● What to produce:
Hand back the entries exactly as written, minus every picture.

START Data for this task

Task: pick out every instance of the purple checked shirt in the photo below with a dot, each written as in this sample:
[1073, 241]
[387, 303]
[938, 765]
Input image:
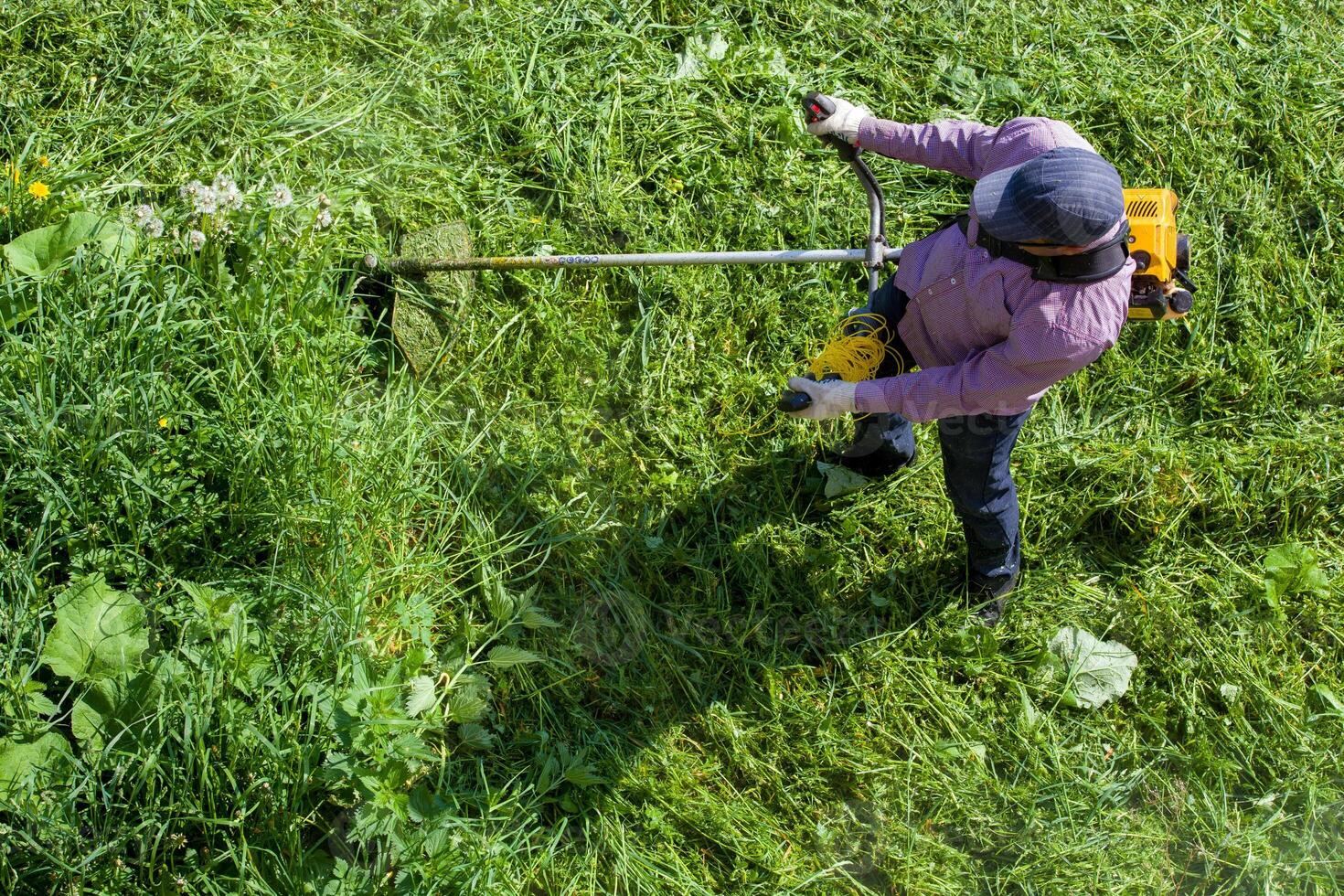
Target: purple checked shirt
[988, 337]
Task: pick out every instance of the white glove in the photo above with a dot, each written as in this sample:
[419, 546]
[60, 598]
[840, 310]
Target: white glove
[844, 123]
[829, 398]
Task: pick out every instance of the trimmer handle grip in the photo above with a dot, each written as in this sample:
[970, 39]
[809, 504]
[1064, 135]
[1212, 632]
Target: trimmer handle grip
[817, 106]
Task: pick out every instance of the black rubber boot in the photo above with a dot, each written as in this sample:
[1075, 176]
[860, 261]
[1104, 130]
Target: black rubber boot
[882, 445]
[987, 600]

END Data for this task

● Completed exercise:
Task: pick out every instance of the purple checked shirt in the photo below with a dot, each written as in this sample:
[1073, 241]
[387, 303]
[938, 765]
Input image:
Target: purple checked shirt
[988, 337]
Task: pick out every instance of the white glove in the photo above with a dot, each written as in this sample:
[419, 546]
[60, 598]
[840, 310]
Target: white glove
[844, 123]
[829, 398]
Task: pick out every instance of the trimmer handle grip in the photo above with a dot, each written as in this sample:
[970, 39]
[809, 504]
[1064, 135]
[1212, 632]
Target: trimmer handle grip
[817, 106]
Task: pick out every instance of the black rubber boot in the photo above with a dot, each written as in this sample:
[1075, 176]
[860, 261]
[1104, 130]
Target: black rubber boot
[882, 445]
[987, 600]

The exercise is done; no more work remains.